* _Supplied records_
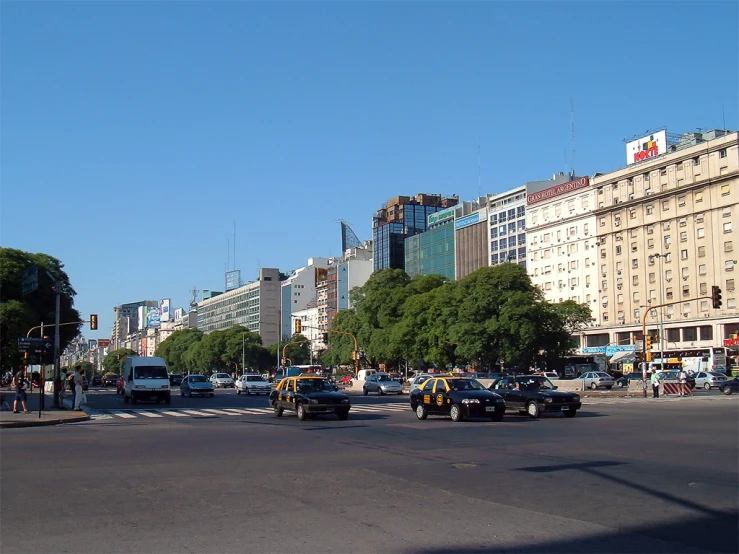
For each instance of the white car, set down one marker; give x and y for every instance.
(252, 383)
(222, 380)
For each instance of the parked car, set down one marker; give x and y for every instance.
(308, 396)
(709, 379)
(534, 394)
(458, 398)
(252, 383)
(596, 379)
(196, 385)
(381, 383)
(730, 386)
(222, 380)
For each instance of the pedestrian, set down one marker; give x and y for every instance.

* _Direction_
Shift every coordinate pair in the listing above by adding -90 to both the x and the y value. Then write out the entire listing again with each text line unchanged, and leave out the picture.

* _Output_
For each instance of the white car, set down one marker; give x and y for every instance.
(162, 293)
(132, 290)
For each instance of the parked car, set down one marker; give x and y for every instance.
(218, 306)
(619, 289)
(444, 304)
(368, 308)
(162, 293)
(506, 289)
(106, 295)
(291, 293)
(640, 296)
(132, 290)
For each instance of the pedestrian, set down one marker; give x and y for every instance.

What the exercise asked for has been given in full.